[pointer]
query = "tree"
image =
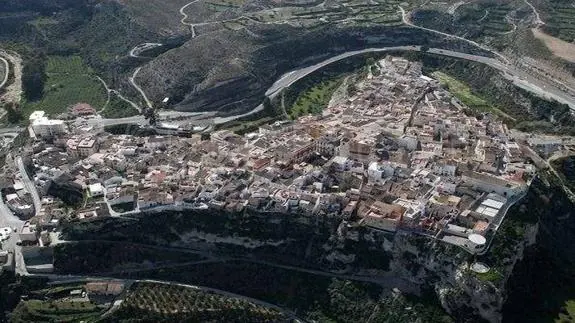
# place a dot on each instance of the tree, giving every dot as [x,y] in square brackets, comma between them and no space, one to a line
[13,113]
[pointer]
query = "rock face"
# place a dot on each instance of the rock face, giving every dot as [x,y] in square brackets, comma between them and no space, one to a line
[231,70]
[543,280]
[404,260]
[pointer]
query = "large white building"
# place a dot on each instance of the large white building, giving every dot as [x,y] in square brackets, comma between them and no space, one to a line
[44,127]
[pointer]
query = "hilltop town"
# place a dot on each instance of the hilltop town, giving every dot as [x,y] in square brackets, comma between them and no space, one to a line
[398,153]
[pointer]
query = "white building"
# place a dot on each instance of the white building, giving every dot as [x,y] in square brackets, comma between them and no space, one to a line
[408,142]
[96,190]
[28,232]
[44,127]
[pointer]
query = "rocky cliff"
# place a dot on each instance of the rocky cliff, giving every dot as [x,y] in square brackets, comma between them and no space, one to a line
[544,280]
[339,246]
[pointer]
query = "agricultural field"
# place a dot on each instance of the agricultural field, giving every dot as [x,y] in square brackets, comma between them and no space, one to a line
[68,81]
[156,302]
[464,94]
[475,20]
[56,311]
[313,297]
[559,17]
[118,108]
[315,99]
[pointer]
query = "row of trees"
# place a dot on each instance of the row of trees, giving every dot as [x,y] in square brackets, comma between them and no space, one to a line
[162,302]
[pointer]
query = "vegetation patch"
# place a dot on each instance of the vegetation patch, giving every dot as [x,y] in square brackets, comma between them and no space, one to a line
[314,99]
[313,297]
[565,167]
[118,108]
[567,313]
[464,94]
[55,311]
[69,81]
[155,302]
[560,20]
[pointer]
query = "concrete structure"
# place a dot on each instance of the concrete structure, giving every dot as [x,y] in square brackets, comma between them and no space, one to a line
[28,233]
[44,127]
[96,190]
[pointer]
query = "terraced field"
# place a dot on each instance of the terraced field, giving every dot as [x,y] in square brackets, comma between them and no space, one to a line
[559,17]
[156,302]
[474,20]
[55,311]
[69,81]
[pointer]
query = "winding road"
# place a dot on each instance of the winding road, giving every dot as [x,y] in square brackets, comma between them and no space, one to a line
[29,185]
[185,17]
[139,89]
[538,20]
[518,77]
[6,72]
...
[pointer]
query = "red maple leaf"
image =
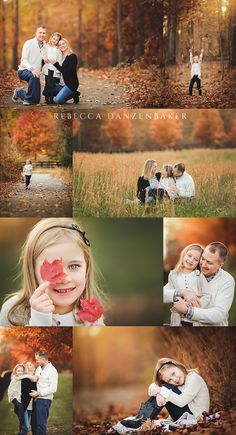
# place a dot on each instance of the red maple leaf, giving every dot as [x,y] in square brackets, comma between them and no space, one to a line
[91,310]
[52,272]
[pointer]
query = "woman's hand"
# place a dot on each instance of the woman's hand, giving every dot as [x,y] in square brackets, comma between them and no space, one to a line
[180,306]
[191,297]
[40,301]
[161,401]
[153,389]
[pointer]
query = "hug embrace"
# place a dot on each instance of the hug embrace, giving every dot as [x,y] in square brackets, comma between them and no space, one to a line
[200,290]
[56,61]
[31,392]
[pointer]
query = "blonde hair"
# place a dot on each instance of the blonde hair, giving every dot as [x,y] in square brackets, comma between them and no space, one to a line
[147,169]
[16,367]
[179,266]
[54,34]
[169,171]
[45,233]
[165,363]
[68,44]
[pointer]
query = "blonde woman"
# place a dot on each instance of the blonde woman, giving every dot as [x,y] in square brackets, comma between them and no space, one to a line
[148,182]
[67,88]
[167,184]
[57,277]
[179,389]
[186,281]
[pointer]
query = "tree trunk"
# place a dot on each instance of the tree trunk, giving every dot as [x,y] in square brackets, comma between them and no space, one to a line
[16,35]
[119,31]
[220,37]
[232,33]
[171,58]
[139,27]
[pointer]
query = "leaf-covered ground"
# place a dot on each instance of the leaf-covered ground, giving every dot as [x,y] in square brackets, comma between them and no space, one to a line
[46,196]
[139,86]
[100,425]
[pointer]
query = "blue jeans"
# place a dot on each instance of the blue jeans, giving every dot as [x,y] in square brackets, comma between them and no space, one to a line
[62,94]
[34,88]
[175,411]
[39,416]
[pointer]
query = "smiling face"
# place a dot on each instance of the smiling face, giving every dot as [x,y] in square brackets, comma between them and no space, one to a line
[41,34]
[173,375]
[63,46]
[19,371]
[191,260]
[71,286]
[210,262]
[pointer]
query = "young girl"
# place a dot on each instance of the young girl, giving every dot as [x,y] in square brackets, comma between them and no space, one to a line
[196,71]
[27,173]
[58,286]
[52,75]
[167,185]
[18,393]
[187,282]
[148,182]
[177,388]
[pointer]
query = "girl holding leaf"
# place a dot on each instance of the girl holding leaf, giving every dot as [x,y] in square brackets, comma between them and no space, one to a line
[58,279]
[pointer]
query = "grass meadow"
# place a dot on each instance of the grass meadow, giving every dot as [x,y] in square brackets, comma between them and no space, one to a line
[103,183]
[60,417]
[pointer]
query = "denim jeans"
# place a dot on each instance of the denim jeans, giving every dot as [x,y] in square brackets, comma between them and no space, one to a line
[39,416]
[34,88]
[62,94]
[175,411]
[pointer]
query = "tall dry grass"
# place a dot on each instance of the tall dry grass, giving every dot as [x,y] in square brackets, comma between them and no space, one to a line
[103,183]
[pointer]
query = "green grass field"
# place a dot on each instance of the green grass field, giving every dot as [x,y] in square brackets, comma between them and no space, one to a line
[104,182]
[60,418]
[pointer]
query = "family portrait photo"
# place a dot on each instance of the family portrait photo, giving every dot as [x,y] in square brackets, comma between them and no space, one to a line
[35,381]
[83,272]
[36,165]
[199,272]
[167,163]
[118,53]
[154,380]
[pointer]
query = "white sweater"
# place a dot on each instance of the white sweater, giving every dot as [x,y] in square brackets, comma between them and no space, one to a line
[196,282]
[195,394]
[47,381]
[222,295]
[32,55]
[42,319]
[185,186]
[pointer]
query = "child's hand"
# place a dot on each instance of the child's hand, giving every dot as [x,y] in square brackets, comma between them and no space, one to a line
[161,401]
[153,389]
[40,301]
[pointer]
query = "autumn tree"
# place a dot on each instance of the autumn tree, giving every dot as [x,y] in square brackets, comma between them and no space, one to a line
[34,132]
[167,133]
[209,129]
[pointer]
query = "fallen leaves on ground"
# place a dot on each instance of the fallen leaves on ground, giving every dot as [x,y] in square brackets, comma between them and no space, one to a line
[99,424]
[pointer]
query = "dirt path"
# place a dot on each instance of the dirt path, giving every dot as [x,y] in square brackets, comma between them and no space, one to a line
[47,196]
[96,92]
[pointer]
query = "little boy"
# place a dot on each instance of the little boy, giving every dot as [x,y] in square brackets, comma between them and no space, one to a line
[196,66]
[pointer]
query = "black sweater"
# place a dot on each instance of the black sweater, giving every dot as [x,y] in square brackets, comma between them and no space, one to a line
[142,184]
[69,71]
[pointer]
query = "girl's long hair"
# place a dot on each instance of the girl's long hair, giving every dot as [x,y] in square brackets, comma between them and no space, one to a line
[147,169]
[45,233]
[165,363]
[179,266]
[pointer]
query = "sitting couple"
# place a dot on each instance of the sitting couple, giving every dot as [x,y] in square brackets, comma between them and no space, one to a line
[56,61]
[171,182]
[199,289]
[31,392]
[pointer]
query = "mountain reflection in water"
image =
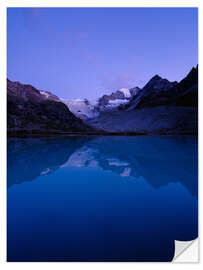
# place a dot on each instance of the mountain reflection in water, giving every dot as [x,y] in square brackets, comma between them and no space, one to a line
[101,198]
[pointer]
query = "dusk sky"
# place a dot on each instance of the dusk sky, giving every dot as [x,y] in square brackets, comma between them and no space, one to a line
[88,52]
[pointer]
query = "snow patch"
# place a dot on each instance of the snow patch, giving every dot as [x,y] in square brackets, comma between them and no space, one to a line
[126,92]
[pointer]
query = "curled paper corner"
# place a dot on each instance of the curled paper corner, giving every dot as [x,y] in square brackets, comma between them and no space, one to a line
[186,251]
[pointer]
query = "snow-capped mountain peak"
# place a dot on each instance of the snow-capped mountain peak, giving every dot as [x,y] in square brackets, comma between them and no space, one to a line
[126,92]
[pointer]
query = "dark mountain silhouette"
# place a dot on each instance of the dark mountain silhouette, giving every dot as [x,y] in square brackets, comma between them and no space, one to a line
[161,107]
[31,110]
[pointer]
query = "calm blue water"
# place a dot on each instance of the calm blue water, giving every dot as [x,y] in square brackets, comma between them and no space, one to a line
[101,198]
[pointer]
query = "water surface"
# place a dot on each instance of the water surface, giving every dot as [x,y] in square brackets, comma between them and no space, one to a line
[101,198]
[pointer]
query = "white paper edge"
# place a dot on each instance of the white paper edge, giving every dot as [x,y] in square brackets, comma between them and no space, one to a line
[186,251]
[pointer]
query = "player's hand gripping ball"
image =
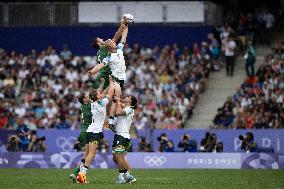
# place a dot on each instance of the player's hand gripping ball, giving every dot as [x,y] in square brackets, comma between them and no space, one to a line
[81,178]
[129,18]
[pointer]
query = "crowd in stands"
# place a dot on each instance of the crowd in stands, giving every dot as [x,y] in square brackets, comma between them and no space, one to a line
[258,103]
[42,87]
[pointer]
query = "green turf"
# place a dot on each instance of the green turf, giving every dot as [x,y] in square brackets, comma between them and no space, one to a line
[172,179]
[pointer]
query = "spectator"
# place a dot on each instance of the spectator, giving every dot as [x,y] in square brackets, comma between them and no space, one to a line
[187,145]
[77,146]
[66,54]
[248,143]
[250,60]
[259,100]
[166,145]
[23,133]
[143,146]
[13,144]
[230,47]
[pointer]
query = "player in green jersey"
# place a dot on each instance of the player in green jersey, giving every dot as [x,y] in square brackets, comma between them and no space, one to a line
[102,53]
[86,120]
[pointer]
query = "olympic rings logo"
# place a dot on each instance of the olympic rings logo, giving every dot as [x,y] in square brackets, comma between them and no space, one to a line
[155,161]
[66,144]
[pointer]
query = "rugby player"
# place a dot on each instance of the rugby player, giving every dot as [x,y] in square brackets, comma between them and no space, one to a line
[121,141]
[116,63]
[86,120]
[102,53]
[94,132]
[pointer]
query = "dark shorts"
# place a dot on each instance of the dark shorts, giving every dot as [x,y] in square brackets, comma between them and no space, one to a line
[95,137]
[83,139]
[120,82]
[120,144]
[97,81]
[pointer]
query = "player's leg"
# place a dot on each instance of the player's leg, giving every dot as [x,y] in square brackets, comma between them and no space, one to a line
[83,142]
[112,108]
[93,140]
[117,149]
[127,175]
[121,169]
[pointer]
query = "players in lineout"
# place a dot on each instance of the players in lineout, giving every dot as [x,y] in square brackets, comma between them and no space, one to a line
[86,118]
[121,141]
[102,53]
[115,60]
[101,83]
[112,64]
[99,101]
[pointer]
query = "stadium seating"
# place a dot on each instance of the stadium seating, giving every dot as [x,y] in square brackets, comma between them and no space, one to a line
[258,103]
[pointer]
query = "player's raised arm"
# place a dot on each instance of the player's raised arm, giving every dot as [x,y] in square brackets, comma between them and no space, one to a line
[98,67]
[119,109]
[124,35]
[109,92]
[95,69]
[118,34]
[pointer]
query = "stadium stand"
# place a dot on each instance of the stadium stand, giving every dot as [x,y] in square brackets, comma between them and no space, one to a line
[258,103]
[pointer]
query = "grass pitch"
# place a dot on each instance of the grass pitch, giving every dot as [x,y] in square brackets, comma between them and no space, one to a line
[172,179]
* * *
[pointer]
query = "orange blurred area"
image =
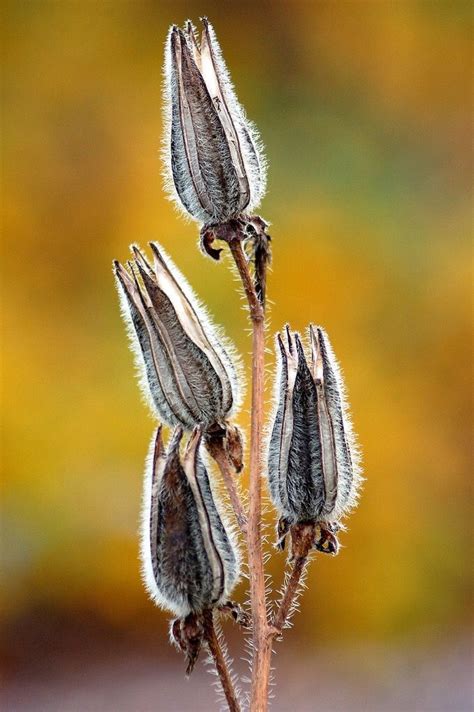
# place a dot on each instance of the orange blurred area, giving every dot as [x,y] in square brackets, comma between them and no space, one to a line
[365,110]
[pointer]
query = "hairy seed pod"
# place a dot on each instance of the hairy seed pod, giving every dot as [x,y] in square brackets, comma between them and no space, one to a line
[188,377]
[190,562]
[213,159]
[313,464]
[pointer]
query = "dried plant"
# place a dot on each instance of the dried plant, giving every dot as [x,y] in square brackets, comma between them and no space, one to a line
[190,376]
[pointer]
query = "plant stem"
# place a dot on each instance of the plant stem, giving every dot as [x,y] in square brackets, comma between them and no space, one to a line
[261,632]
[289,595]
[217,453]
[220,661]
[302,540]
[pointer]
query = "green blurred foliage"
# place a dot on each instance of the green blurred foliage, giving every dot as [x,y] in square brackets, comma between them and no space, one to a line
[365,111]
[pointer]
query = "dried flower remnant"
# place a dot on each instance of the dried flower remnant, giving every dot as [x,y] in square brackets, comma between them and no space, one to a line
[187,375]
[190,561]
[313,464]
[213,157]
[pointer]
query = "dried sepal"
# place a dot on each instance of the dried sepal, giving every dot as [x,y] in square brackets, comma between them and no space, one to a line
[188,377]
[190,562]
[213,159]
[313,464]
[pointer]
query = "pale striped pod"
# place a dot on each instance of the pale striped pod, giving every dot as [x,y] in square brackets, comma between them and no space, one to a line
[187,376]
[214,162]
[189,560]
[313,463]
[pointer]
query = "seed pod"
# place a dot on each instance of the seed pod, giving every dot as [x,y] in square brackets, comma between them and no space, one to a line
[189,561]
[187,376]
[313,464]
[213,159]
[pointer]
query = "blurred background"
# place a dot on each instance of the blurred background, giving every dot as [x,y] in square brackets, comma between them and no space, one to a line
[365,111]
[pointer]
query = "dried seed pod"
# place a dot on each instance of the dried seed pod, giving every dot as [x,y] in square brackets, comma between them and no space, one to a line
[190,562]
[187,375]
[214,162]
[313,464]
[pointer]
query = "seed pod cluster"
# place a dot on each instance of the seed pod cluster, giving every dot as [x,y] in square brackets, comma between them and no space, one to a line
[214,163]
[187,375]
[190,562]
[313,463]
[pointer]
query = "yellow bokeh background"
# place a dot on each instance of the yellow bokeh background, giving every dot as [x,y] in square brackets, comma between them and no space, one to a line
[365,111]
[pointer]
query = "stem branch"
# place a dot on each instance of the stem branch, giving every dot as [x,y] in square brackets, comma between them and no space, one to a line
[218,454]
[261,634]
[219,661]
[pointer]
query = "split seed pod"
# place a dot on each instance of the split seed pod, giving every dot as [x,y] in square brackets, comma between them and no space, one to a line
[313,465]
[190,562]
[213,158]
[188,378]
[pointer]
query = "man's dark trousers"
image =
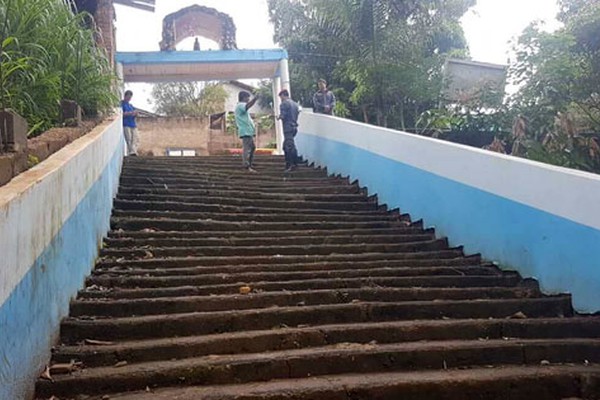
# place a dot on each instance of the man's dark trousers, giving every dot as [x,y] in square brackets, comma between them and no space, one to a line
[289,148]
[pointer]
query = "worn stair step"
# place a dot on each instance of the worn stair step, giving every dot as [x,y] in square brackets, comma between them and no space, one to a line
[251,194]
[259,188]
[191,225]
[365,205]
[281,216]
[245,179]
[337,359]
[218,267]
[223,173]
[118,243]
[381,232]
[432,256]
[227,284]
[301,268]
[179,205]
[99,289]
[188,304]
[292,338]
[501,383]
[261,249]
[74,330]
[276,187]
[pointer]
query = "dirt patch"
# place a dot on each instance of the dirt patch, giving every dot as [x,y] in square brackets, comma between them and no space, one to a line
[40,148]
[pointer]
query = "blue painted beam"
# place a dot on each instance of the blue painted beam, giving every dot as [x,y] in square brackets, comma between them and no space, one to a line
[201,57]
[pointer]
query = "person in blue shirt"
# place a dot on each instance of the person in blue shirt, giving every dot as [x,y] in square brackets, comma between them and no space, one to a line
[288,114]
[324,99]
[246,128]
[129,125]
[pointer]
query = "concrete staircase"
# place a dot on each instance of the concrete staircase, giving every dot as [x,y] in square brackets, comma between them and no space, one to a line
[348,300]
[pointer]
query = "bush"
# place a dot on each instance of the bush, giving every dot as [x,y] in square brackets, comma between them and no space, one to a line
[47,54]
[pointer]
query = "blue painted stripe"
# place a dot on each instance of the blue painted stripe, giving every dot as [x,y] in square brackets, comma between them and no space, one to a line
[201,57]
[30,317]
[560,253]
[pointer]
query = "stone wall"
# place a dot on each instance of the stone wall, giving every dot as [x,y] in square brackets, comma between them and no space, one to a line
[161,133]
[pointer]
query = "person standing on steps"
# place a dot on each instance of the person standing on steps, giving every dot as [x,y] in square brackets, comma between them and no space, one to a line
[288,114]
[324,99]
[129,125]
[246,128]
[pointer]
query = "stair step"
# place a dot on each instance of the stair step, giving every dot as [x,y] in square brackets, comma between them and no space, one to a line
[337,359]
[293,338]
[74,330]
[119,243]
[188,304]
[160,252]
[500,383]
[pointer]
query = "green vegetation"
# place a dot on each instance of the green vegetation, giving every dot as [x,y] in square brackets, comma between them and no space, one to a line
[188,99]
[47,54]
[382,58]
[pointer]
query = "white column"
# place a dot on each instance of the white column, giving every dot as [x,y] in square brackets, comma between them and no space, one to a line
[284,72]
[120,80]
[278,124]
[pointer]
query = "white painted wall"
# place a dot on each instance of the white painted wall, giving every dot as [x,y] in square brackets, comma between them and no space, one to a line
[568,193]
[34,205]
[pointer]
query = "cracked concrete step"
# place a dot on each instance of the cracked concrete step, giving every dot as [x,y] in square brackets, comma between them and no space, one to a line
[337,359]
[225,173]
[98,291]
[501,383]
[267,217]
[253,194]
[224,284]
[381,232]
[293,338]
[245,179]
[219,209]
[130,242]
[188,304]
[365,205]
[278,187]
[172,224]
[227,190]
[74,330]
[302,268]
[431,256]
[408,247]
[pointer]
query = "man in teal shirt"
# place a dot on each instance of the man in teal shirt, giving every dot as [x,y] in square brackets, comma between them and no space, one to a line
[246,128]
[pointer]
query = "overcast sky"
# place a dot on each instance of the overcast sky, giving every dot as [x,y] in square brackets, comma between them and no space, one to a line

* Work required: Return every line of the data above that contains the string "town", where a match must have the same uppercase and lowercase letters.

* Result for this exercise:
query = "hilltop town"
# place a dot on each instance of the hilltop town, giving every dot as [x,y] in square brackets, comma between them and no space, one to a line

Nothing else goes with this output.